* [Work instruction] From the passage below on sheltering in place during COVID-19, render this sentence in Spanish: "Most COVID-19 infections are actually spread by infected people who have no symptoms."

* [Exercise passage]
§ §
COVID-19: Why You Should Shelter in Place

Most COVID-19 infections are actually spread by infected people who have no symptoms. A study just published in the journal Science illustrates why we need to be very careful.

Authored by Thomas B. Casale, MD

Dr Thomas Casale

Dr. Thomas B. Casale serves as FARE’s Chief Medical Advisor for Operations. He is a Professor of Medicine and Pediatrics and the Chief of Clinical and Translational Research at the University of South Florida in Tampa. A former President of the American Academy of Allergy, Asthma and Immunology (AAAAI), Dr. Casale has participated in more than 250 multi-site clinical trials and has published more than 400 scientific papers, reviews and chapters on his research.
§ §
* [Referring expression data]

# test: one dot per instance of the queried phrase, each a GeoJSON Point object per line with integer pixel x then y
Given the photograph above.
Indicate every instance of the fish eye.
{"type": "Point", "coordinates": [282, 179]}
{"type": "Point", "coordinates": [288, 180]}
§ §
* [Solution for this task] En realidad, la mayoría de las infecciones por COVID-19 las propagan personas infectadas que no presentan síntomas.